- [Your task]
Copy out only the stretch of records from the line containing "Given the following" through the line containing "[258,775,384,896]", requests included, multiplying each bounding-box coordinate in the answer by 0.35 and rounding it to a whole number, with halves rounded up. Leave the pictures out of your answer.

- [Given data]
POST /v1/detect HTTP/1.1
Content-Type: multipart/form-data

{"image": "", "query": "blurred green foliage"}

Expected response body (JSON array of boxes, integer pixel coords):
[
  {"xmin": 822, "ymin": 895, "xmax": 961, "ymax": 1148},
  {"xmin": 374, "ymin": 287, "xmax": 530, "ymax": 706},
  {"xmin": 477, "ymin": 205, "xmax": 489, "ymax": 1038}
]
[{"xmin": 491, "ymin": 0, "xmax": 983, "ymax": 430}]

---

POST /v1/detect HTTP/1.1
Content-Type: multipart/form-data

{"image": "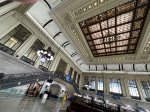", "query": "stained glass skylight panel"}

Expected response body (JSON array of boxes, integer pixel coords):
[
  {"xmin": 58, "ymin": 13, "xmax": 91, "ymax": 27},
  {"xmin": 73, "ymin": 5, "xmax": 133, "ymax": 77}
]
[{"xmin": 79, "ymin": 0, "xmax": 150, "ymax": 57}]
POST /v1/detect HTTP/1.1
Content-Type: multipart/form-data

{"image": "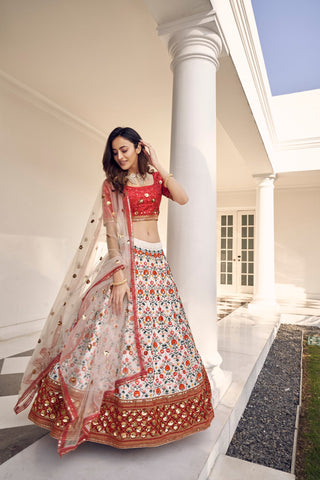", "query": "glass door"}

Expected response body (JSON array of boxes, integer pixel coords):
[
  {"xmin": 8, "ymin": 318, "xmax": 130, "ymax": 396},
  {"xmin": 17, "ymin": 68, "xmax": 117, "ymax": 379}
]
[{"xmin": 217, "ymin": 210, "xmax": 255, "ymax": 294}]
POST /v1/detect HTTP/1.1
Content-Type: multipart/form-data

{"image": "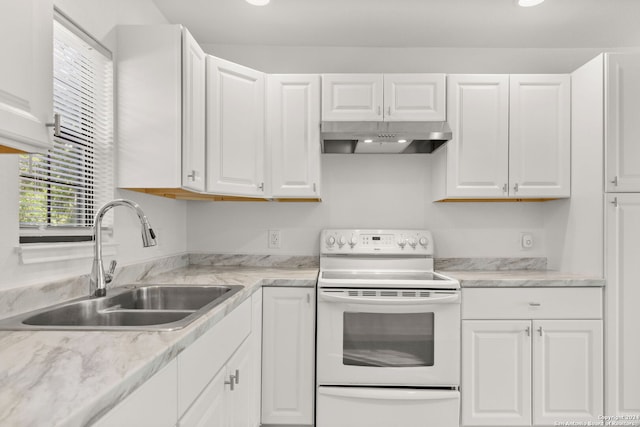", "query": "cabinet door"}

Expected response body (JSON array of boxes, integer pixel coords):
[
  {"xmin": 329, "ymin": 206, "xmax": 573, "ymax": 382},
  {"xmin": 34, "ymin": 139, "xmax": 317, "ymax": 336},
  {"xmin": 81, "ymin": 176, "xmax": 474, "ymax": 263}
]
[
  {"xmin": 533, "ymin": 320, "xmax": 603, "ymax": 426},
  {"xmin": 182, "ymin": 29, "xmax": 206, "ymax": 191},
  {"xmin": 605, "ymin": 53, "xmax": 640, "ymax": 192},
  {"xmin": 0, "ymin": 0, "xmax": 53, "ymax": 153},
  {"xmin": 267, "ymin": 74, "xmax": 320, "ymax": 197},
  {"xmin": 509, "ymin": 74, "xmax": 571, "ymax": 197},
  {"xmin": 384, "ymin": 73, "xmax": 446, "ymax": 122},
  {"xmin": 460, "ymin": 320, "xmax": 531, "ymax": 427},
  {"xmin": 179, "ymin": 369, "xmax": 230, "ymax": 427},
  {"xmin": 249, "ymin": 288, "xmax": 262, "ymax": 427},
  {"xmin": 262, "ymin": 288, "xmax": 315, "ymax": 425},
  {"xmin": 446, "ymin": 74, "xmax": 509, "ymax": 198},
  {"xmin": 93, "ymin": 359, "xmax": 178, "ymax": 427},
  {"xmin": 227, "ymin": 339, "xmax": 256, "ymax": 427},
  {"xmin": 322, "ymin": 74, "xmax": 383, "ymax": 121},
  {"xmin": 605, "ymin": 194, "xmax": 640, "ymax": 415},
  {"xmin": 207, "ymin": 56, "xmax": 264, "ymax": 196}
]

--

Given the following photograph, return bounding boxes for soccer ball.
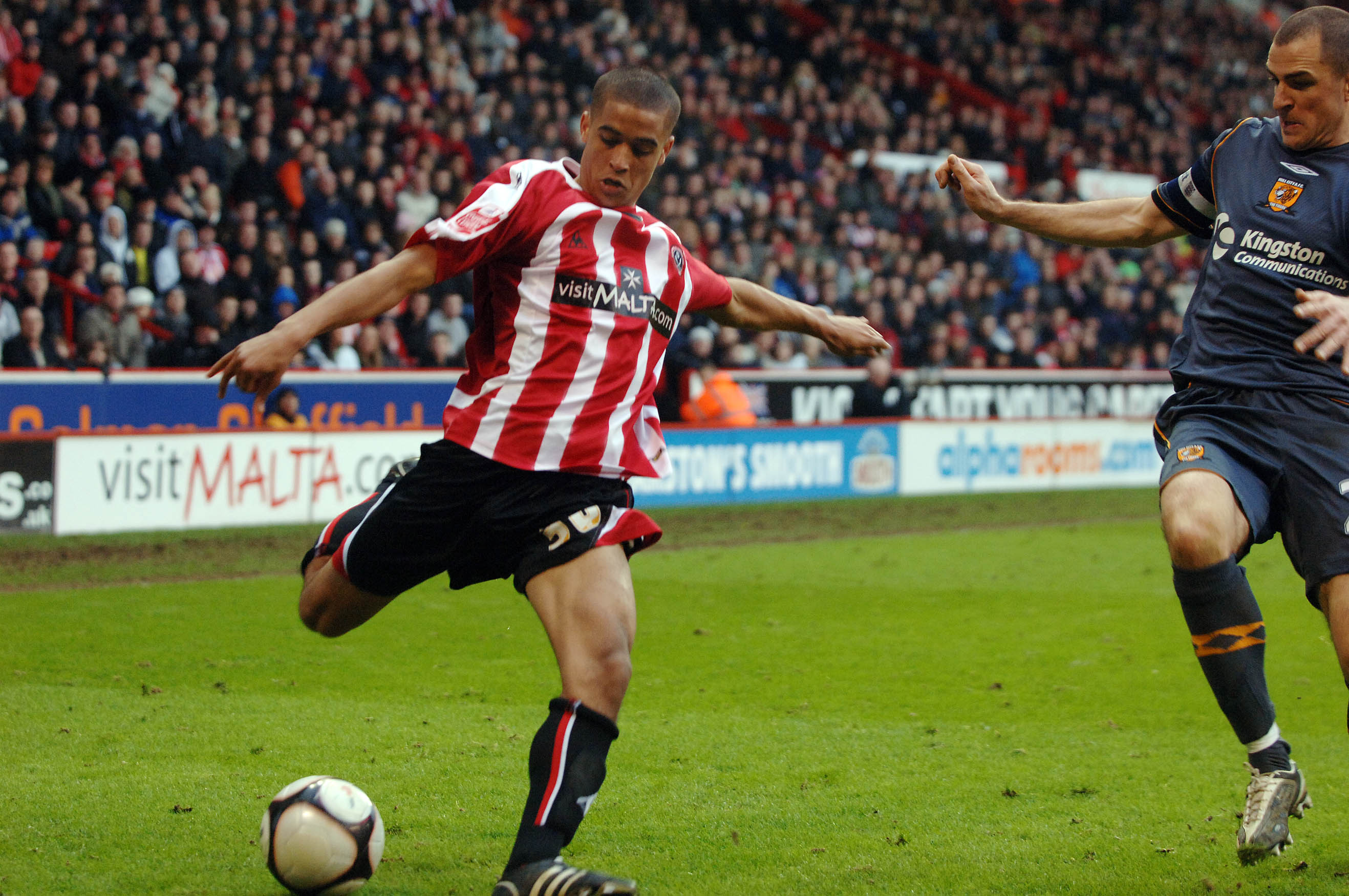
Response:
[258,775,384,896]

- [Problem solution]
Given the following photograph, return bounding boxes for soccer ball.
Response:
[90,271,134,314]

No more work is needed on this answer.